'''

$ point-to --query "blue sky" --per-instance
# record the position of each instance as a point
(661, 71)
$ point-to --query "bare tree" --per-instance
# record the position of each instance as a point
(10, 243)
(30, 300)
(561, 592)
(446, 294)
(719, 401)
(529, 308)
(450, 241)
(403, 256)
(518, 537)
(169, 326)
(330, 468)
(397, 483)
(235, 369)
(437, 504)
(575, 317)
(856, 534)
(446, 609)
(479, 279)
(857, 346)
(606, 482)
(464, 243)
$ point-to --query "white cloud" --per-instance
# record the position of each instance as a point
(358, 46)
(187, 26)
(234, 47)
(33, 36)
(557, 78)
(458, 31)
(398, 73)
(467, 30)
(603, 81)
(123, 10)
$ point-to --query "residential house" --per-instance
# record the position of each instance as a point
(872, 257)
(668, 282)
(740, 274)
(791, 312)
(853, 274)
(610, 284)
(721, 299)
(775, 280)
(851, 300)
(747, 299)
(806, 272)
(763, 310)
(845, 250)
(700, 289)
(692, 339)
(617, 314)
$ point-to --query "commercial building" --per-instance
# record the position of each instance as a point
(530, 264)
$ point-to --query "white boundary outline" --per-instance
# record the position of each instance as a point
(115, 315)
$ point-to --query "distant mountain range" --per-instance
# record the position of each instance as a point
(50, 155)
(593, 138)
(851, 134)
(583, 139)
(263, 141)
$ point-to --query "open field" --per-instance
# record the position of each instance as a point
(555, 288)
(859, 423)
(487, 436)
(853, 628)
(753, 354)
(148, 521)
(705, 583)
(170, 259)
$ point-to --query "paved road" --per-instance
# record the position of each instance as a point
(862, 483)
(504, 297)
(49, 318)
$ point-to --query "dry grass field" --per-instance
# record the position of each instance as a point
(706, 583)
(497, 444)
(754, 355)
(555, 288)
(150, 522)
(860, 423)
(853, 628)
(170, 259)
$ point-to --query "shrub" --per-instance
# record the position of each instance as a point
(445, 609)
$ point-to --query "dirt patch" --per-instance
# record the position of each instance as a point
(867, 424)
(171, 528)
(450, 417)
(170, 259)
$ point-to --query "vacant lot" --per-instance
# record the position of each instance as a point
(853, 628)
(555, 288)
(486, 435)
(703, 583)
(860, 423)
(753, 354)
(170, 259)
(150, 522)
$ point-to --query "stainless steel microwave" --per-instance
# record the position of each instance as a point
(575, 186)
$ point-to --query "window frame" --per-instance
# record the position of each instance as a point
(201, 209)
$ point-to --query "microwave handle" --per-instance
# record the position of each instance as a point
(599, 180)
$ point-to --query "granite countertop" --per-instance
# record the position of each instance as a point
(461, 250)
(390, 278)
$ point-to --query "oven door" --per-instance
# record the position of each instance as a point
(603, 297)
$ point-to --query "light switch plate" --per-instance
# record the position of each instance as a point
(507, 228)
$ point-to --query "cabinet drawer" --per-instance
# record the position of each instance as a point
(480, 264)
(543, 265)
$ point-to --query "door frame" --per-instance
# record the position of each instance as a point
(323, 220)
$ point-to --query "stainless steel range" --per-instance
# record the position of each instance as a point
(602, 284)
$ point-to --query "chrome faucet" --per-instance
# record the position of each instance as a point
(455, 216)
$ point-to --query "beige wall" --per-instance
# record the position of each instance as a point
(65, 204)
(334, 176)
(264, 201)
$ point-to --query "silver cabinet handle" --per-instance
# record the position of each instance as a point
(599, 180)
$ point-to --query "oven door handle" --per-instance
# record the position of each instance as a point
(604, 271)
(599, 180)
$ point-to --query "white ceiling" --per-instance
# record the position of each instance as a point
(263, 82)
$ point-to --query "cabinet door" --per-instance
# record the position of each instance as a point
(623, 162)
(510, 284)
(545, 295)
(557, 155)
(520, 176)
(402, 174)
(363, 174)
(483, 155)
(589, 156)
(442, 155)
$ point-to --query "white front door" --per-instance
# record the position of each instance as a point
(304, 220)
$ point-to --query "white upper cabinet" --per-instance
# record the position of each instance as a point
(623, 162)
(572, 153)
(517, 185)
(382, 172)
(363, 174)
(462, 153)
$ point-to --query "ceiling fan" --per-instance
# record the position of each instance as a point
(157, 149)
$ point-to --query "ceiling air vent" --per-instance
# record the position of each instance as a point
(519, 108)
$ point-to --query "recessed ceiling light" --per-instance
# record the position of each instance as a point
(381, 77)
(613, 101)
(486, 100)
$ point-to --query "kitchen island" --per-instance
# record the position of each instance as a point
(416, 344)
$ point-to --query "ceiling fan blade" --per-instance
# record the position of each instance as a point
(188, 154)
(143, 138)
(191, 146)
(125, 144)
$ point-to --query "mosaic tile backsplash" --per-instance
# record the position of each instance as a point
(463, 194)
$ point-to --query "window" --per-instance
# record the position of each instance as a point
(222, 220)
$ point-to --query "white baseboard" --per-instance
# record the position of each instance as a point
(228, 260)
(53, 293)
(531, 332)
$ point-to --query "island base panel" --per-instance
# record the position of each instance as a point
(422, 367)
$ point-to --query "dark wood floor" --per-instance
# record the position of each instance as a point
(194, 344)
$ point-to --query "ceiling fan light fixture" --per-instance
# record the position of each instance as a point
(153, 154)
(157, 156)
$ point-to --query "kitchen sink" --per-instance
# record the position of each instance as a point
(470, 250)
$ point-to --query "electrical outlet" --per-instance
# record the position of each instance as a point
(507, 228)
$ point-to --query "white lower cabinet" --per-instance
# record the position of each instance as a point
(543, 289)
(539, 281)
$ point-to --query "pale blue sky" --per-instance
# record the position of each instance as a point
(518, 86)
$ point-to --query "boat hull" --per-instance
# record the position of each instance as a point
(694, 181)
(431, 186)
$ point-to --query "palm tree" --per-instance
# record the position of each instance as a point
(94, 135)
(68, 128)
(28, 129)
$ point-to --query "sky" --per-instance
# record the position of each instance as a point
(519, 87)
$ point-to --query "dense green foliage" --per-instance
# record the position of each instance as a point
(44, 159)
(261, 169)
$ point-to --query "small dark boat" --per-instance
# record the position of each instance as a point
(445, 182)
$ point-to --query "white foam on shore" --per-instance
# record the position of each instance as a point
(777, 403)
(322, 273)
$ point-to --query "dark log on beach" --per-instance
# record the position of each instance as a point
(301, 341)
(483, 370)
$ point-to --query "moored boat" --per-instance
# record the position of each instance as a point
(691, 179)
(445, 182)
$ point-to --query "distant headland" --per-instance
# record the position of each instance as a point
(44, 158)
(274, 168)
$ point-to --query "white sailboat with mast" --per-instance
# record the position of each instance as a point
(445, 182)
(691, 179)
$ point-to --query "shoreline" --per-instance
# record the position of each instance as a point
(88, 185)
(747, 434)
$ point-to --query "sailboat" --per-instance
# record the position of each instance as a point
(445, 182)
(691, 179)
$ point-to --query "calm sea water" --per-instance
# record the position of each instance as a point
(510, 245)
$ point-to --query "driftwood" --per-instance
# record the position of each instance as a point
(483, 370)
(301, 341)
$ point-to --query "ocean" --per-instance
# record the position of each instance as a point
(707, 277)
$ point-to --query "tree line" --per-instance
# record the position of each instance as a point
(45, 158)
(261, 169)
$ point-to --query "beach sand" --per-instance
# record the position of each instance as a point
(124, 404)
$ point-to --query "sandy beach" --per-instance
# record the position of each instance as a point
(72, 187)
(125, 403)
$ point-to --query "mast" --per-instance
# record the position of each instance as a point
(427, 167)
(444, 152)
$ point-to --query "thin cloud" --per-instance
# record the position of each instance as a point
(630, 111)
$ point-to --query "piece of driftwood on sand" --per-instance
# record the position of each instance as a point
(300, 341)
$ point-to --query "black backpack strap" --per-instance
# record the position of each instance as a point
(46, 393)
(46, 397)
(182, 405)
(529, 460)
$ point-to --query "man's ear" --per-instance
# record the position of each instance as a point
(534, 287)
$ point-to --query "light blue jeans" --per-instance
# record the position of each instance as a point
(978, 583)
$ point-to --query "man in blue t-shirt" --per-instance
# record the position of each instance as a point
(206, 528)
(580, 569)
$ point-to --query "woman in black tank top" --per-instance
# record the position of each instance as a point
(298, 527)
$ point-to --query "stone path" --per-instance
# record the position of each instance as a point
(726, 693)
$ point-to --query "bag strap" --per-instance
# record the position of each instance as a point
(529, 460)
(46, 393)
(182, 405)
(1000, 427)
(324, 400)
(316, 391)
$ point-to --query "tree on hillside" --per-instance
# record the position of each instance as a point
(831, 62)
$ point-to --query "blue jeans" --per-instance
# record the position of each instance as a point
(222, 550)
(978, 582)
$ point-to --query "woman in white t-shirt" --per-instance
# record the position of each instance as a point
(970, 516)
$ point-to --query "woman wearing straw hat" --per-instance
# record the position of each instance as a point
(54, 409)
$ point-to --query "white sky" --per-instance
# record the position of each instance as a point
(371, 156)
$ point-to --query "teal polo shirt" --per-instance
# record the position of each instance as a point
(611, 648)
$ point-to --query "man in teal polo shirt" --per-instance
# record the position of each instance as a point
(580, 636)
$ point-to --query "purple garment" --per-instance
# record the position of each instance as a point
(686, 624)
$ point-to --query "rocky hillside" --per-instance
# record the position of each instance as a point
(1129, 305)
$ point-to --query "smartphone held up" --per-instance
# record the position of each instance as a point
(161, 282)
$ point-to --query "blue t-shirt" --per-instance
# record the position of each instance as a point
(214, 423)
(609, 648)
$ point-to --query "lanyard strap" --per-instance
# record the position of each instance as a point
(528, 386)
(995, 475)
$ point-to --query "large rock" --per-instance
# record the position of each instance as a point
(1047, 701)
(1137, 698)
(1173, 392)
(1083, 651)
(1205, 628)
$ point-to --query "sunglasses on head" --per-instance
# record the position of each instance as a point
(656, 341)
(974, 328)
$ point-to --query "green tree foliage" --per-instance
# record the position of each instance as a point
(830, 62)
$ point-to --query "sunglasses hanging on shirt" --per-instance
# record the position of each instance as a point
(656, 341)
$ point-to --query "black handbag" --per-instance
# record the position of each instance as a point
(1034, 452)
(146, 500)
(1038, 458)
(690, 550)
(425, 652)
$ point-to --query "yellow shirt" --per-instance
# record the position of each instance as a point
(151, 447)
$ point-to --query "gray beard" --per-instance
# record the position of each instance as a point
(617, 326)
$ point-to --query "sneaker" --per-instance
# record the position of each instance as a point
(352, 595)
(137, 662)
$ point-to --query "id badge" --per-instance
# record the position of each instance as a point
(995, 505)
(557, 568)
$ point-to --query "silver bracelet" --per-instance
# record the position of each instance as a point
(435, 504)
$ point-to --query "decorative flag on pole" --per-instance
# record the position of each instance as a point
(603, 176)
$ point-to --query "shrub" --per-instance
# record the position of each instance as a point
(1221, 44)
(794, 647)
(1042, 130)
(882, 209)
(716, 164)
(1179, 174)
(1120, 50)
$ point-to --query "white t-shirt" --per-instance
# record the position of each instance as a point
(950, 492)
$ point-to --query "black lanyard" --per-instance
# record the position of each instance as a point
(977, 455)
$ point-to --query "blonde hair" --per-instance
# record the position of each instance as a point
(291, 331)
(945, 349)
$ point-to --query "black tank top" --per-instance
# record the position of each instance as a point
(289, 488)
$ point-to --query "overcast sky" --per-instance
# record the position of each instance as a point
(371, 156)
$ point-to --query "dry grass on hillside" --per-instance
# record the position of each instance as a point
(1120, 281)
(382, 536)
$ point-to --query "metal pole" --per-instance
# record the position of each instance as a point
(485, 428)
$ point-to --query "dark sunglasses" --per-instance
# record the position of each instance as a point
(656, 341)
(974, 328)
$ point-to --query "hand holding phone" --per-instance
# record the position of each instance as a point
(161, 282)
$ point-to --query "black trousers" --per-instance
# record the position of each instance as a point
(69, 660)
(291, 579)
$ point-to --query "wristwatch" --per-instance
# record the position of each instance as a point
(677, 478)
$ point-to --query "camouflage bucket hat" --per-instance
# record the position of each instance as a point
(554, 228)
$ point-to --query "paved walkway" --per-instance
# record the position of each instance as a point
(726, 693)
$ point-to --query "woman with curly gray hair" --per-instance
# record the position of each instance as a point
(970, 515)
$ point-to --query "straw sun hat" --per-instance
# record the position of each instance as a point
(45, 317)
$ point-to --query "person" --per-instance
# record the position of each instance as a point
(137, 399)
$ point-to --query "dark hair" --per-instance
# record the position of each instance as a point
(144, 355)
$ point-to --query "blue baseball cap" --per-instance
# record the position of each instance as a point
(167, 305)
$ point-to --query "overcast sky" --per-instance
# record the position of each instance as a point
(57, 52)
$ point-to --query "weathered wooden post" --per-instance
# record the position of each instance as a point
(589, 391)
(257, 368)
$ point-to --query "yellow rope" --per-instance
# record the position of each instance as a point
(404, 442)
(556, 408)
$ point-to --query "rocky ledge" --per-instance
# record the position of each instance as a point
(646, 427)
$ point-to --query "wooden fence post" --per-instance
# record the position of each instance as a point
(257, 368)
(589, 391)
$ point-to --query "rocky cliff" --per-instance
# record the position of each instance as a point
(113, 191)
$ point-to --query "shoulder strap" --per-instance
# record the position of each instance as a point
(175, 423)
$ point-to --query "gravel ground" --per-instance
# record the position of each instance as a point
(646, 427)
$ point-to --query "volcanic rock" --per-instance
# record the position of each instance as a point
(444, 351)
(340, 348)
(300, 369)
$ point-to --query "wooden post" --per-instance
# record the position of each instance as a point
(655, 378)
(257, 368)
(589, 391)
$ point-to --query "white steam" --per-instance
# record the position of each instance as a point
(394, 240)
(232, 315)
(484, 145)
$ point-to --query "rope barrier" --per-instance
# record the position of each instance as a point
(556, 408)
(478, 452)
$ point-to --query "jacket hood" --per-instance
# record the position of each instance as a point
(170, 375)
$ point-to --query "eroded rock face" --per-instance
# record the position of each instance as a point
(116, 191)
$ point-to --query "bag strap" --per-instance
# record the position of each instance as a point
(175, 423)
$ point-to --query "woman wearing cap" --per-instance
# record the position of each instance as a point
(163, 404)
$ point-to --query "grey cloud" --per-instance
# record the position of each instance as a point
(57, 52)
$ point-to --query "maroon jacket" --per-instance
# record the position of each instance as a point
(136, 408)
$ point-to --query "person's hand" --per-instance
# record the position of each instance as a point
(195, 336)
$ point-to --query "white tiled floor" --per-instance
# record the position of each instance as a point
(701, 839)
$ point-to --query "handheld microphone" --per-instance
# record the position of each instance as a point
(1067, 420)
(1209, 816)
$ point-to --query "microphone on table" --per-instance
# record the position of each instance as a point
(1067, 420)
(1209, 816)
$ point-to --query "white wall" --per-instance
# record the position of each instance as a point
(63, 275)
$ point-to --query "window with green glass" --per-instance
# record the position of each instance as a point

'''

→ **REQUEST**
How many of the lines above contain the word "ceiling"? Reply with the number alone.

→ **WRITTEN RESPONSE**
6